Document text:
◇ ◇ ◇

Shopping, Arts and Business Center "Stary Browar" is the center of commerce and art, built in November 2003, located in the center of Poznań, Poland at 42 Półwiejska Street.
The center is a combination of retail space and an art gallery. The shopping center is adjacent to a Class A high-rise office complex.  The total area of the center is around 130 000 m². The Old Brewery is home to around 210 stores and restaurants.  The building was designed on the basis of a historic factory - the former Brewery Huggerów - by Studio ADS.  The investor was Fortis, a company owned by Grazyna Kulczyk. Since 2015 it belongs to Deutsche Asset & Wealth Management, which current name is Deutsche Asset Management. The décor was designed by stage designer Ryszard Kaja. It is notable for preserving the original architecture and style.

History
Grażyna Kulczyk's effort to build the Museum of Contemporary and Performance Arts at Stary Browar was rejected.

Awards
2003 Gold Pencil in Architecture presented by Radio Merkury and Voice of Wielkopolska.
International Council of Shopping Centers Best Shopping Center in the World in the  medium-sized commercial buildings category. Prize awarded on 9 December 2005 during a gala celebration in Phoenix in Arizona.
International Council of Shopping Centers award for the best shopping center in Europe in the category of medium-sized commercial buildings.

◇ ◇ ◇

(Location annotation dataset excerpts)
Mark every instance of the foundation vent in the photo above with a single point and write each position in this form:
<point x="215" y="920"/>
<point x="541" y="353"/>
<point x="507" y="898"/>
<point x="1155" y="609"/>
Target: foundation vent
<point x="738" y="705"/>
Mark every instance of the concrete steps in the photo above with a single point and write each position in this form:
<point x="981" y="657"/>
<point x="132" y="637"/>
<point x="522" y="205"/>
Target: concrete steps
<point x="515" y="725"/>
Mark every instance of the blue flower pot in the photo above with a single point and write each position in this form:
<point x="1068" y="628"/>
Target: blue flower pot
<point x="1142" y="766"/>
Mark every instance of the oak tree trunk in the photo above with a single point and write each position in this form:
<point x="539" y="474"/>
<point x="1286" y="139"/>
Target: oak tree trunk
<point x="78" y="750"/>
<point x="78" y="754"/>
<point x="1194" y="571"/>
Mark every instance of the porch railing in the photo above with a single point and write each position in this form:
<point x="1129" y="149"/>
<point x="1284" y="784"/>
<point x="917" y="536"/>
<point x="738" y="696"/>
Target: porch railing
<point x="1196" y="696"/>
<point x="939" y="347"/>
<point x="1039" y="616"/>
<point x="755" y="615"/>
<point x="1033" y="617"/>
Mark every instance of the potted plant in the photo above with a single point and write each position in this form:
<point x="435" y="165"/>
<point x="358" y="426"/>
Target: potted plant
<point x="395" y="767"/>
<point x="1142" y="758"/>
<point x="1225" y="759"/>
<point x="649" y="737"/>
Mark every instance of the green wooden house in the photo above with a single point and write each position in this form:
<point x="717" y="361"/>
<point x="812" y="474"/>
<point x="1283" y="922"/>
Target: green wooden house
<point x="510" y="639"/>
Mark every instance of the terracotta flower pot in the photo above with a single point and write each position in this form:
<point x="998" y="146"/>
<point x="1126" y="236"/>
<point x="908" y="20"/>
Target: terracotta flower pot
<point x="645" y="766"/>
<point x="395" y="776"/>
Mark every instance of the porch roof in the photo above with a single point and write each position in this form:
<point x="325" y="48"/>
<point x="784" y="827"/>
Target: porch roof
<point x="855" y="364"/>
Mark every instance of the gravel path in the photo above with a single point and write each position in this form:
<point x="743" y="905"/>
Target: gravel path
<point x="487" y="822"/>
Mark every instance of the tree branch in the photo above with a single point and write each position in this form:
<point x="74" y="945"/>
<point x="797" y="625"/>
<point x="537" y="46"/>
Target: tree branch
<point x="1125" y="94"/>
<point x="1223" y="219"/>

◇ ◇ ◇

Given request: Could you carry on the article about Stary Browar, starting after its last sentence?

Task response:
Expansion of the Old Brewery
The new wing of the Old Brewery, similar size to the already existing portion opened March 11, 2007.  The new wing has six storeys including three underground levels. A parking lot for 1200 cars was built under the building. The courtyard between the two parts of the Old Brewery was enclosed, so that is also used in the winter.

Controversy

In March 2008 the district court found the Mayor of Poznań Ryszard Grobelny guilty of causing the city budget to lose over PLN 7 million as a result of the sale of the Old Brewery property. According to the Public Prosecutor's Office the site was worth more than PLN 13 million. Officials subject to the President sold the parcel of land as a park without registering it as a shopping center development. A sentence has been waived by the Court of Appeal on November 27, 2008.
Tadeusz Dziuba, Wielkopolska governor, argued that the new wing of the Old Brewery was built in breach of contract.

Gallery

References

External links

 Official website (in Polish)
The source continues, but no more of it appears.